> **Provided passage**

>> BEGIN

Kala is a fictional character appearing in American comic books published by Marvel Comics.

Publication history 
She first appeared in Tales of Suspense #43 and was created by Stan Lee, Robert Bernstein, and Jack Kirby.

Fictional character biography
Kala is the Queen of the Netherworld, which is another name for the city of Netheria. Netheria was once a city on the continent of Atlantis, which was enclosed in an airtight dome to protect itself from the Deviant empire based in Lemuria. The people excavated the foundations beneath the city to expand it below the ground, and discovered a way to recycle their air supply. When Atlantis sank in the great cataclysm, Netheria remained intact. Netheria sank to the bottom of the sea and further through it every year, in a huge cavern beneath the floor of the Atlantic Ocean, in part of what is now known as Subterranea. Its people renamed their kingdom the Netherworld, and themselves Netherworlders. Queen Kala sought to use her armies and highly advanced weaponry to conquer the surface world, and sought a means to transport them to the surface. Tony Stark became encased in a crystalline substance that sank into the Earth, transporting him to the Netherworld, after a guard and a scientist were teleported before him. Kala demanded that Stark create a means for her to bring her armies to the surface or else she would execute him and his two friends. It is revealed her General Baxu loves her due to her beauty, though he hates taking orders from a woman. Stark claimed he would help her, but needed a lab and solitude, which he was granted. Stark instead used the Netherworlders' laboratories to create a duplicate of his Iron Man armor and claimed Stark escaped and summoned him, using the armor to defeat the armies, capture Kala and fly to the surface. Exposure to the surface world's air caused Kala to age rapidly into an elderly state. Realizing that her people could not live on the surface world, she renounced her plans of conquest, and was returned to the Netherworld where she regained her youth.

Kala then planned to gain control of the Mole Man's realm in Subterranea by pretending to fall in love with him. Mole Man had captured his greatest rival for rulership, Tyrannus, and Kala actually fell in love with Tyrannus instead.

Kala next appeared in Fantastic Four #127 where she first met the Thing, who "saved" her from a creature called the Kraawl -- or at least he thought he did. In this scene, Thing beat up a giant worm he thought had been attacking Kala when really, the Kraawl was Kala's pet which she was using to travel to Subterranea. The thing is, the only one who can control the Kraawls is Kala, and in order to do so she must sing to them. Kala explains to Ben Grimm that she is journeying to meet Mole Man and that she must marry him in order to preserve Netherworld, descendants of the "once mighty Atlantis". Thing agrees to journey to Subterranea to escort Kala to Mole Man, but quickly discovers that the two had been plotting to destroy the world above. Eventually, Kala betrays Mole Man but she is still evil and Mole Man is still in love with her.

Queen Kala freed Tyrannus from the Mole Man's control, and the Mole Man was crushed to find that she had deceived and betrayed him.  She teamed with Tyrannus in capturing the Mole Man, and planned to destroy surface civilization with molten lava.  Kala planned to rule the entire realm with Tyrannus, but Tyrannus turned against her and imprisoned her, though she later regained her freedom. The Fantastic Four show up in Fantastic Four #128 and save the day. Tyrannus turned against Kala and imprisoned her within energy rings, since he had no intention of sharing rulership of Subterranea with anyone. Tyrannus was temporarily incapacitated by an explosion, and the Mole Man and Kala regained their freedom, but Kala and the heart-broken Mole Man parted, and she returned to her Netherworld kingdom.

>> END

> **Task goal**
According to the passage on Kala, what happened to her when she was exposed to the surface world's air? The material that follows comes from a separate source.

> **Given information**
>> BEGIN

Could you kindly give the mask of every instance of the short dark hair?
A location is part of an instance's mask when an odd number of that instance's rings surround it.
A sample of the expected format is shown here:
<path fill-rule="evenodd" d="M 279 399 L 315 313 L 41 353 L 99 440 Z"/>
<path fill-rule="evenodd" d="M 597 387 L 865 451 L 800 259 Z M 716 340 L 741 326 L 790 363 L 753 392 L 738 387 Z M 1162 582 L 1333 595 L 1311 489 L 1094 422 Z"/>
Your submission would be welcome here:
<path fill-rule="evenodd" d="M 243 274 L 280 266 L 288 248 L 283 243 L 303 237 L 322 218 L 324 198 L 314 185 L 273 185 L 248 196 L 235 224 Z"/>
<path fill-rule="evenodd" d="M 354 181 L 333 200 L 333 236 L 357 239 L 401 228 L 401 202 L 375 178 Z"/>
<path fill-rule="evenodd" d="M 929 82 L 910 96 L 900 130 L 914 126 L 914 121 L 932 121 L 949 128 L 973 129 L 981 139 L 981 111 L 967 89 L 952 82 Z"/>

>> END

> **Exercise solution**
She aged rapidly into an elderly state.